DATA FOR THE TASK:
#####

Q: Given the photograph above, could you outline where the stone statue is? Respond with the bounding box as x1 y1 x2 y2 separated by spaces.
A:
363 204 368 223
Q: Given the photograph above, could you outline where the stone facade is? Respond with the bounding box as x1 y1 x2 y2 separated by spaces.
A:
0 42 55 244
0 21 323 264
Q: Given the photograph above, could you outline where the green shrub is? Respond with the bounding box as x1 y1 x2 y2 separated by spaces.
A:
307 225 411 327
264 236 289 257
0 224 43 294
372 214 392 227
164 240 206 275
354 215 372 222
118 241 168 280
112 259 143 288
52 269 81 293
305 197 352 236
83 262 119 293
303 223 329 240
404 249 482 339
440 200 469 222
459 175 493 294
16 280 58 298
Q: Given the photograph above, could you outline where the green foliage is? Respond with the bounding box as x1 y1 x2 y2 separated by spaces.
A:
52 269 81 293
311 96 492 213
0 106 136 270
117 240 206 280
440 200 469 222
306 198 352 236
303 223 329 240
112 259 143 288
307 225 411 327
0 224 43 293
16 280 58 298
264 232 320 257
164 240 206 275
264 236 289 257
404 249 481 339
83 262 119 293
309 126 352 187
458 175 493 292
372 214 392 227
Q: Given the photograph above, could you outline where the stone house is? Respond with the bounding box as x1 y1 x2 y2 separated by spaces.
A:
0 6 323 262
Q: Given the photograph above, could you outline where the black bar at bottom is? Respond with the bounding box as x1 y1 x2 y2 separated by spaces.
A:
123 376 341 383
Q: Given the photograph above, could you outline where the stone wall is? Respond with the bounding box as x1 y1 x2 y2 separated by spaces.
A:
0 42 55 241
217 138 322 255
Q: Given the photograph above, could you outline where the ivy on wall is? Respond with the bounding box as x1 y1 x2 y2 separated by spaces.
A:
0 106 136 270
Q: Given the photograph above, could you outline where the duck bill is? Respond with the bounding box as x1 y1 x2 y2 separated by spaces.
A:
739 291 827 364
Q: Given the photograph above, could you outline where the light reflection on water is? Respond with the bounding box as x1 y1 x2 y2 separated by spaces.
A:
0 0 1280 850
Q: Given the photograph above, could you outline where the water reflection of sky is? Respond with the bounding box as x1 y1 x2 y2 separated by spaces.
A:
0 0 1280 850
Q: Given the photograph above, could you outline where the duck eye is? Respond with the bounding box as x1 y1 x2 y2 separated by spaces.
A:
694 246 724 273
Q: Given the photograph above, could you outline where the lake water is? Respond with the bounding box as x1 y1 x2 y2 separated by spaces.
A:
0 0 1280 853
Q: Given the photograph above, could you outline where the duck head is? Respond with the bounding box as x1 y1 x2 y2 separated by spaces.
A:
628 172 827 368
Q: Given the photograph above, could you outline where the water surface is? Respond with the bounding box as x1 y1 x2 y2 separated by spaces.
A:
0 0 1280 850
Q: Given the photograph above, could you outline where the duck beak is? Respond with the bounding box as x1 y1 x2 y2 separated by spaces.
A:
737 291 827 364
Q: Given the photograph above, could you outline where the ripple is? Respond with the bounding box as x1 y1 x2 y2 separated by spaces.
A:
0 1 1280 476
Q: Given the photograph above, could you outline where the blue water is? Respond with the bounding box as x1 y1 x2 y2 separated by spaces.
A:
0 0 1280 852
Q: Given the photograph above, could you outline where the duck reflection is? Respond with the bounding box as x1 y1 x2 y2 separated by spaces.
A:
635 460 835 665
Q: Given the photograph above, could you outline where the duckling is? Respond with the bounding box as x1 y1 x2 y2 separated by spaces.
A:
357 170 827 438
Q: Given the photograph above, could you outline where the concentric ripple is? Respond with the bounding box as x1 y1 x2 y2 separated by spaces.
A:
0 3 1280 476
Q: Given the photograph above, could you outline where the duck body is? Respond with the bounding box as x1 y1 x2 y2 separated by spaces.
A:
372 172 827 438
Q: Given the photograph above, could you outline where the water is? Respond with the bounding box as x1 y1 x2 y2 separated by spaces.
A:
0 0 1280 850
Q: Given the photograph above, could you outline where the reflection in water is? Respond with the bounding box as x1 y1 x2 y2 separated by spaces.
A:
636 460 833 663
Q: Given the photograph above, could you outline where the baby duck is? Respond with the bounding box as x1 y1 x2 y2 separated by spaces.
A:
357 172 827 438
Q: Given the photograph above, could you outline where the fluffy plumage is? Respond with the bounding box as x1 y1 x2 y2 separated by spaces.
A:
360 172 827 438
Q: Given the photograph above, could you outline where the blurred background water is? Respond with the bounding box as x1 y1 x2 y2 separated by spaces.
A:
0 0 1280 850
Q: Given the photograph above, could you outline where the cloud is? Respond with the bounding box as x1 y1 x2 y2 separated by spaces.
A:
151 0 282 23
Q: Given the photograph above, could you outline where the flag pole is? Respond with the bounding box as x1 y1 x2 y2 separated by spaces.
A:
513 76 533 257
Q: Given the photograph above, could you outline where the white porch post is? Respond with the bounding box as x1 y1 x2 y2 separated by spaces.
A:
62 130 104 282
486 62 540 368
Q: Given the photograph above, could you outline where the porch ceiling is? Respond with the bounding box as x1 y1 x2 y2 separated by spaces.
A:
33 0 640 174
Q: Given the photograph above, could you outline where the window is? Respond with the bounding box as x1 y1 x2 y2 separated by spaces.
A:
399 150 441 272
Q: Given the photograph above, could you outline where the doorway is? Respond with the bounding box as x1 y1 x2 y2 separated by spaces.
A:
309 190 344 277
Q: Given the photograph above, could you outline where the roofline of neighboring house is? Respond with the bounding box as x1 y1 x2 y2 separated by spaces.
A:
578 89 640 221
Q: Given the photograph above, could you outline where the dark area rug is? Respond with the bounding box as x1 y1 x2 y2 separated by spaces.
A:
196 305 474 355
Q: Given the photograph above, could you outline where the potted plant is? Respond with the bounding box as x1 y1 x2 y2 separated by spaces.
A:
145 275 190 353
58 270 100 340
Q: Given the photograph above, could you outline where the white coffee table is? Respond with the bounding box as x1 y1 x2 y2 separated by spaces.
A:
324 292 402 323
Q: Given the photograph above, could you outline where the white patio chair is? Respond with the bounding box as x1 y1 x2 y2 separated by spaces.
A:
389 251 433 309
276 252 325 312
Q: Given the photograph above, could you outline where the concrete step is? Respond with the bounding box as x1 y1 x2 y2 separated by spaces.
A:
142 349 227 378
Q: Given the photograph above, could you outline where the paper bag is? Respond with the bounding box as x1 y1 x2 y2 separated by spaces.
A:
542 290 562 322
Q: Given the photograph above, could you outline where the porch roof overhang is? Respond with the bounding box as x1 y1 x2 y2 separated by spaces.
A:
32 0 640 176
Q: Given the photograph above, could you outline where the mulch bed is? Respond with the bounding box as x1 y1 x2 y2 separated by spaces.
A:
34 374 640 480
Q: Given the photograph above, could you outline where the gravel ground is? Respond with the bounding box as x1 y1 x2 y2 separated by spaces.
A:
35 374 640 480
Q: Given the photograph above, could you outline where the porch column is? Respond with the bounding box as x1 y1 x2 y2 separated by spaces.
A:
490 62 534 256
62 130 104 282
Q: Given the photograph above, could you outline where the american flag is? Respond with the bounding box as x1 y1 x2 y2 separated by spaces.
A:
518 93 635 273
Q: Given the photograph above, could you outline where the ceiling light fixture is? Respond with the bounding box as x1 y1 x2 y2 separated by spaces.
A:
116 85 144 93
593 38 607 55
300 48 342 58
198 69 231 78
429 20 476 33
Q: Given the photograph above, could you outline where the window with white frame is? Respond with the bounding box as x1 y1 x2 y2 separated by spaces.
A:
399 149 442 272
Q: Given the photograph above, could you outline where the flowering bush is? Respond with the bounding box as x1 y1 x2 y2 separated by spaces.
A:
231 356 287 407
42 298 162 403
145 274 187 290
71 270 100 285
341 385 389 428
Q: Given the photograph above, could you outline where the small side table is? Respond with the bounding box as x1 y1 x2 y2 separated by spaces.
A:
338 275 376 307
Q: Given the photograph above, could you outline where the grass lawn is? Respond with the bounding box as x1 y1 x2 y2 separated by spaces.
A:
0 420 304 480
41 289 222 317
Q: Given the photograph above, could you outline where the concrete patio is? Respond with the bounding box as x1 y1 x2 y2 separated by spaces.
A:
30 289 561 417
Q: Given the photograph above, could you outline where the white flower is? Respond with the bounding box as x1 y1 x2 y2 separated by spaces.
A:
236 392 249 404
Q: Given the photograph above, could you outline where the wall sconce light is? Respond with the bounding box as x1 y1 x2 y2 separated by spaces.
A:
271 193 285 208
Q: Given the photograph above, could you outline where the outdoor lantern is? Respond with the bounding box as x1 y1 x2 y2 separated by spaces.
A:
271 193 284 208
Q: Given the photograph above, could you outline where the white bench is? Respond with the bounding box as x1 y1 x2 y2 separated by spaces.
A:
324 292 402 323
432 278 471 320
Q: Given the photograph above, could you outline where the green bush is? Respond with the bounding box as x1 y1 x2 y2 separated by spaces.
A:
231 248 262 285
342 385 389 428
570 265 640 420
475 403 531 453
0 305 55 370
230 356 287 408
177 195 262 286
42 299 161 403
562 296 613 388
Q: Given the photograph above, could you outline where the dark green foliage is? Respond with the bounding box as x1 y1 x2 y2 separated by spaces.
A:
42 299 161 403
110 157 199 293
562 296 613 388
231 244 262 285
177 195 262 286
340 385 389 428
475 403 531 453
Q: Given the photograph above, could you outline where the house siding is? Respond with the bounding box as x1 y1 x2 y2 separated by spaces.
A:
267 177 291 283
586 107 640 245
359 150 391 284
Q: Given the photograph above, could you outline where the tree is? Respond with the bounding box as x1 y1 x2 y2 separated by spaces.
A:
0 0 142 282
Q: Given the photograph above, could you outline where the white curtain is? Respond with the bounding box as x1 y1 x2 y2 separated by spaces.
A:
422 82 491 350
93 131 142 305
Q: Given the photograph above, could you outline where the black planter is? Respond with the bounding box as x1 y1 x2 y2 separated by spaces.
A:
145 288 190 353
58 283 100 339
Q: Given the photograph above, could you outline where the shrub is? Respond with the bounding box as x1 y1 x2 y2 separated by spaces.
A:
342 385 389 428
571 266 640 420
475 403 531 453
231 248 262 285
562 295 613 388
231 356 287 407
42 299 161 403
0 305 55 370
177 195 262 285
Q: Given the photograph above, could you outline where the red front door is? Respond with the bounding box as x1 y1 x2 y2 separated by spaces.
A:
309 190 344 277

#####

WHAT YOU SHOULD DO: Could you rewrite the listing above, starting with the line that contains "the duck body" and going on through the line that contains "636 460 833 663", swapping "outline" for "mark" and leaving everything else as it is?

EXERCISE RESPONSE:
Q: Given the photograph above, could you mark where the duck body is? Respond with the bounding box as x1 y1 x2 y2 separated by spaces.
A:
372 172 827 438
Q: Given the photograph above, could you mark where the water is? Respond with the bounding box as x1 y1 x2 y2 separated by spaces.
A:
0 0 1280 850
Q: Given the photograph above, could you mark where the reflection in water is? Respond with the bounding box as x1 y1 x2 y2 separated by spaces.
A:
636 460 833 663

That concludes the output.